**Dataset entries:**
-------------------------
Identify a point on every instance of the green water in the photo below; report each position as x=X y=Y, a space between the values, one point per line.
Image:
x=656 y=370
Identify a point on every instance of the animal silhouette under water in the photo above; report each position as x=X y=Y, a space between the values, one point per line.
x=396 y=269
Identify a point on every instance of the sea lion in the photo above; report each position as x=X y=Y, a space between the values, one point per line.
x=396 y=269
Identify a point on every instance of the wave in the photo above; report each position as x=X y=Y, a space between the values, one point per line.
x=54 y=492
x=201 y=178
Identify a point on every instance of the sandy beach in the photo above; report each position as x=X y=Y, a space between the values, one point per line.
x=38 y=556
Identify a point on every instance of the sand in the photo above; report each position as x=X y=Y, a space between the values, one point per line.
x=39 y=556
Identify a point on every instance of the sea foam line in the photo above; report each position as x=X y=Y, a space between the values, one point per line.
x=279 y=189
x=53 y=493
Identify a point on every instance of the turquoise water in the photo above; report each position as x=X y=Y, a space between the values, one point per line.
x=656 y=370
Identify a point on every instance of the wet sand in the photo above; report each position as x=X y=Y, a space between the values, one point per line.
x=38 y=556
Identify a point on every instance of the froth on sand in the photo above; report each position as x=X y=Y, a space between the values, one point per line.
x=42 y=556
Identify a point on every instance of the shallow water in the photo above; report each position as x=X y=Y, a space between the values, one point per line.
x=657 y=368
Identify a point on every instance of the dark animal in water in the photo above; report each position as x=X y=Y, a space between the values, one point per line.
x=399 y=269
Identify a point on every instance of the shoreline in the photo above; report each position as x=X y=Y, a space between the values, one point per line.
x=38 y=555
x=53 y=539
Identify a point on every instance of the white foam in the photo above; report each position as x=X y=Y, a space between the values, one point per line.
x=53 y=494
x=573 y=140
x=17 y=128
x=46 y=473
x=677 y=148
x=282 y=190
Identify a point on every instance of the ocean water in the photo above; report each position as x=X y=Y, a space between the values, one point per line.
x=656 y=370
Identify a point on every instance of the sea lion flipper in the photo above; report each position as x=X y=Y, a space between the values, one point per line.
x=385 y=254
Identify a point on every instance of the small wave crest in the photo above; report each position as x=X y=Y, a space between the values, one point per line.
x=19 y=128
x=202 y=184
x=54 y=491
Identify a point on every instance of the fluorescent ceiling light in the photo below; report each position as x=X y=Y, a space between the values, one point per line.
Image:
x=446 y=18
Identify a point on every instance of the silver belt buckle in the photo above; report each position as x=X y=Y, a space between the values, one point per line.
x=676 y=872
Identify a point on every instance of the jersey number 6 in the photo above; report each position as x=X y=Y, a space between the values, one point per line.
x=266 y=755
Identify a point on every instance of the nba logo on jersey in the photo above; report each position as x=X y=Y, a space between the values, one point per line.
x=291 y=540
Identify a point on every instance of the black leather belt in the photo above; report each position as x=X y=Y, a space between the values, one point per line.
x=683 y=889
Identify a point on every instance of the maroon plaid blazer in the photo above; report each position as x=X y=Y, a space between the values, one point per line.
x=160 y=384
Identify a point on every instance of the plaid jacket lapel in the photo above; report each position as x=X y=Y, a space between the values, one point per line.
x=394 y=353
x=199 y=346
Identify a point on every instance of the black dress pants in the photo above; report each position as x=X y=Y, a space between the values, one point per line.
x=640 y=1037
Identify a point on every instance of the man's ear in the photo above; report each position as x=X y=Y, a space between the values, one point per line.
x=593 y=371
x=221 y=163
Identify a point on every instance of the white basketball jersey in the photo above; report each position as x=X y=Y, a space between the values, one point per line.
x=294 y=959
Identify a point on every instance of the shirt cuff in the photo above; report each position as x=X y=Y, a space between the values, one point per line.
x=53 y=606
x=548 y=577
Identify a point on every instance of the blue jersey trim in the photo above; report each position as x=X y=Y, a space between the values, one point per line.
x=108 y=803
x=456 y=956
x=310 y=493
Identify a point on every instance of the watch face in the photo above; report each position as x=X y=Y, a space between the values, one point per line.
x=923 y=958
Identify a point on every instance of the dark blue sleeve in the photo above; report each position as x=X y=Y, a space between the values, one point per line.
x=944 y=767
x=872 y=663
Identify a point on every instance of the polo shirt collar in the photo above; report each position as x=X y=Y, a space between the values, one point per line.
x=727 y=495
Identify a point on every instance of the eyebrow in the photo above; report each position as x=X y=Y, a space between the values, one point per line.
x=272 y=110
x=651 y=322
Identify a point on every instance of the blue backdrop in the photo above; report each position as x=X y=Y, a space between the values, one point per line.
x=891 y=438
-------------------------
**EXERCISE REQUIREMENTS:** Return every line above in which the string "below" occurs.

**ANSWER SECTION:**
Identify a point on every instance of the green water in the photo below; report each position as x=X y=Y, a space between the values, one point per line.
Identify a point on every instance of the fluorescent ceiling light in the photo below; report each position as x=X y=Y, a space between the values, one point per line.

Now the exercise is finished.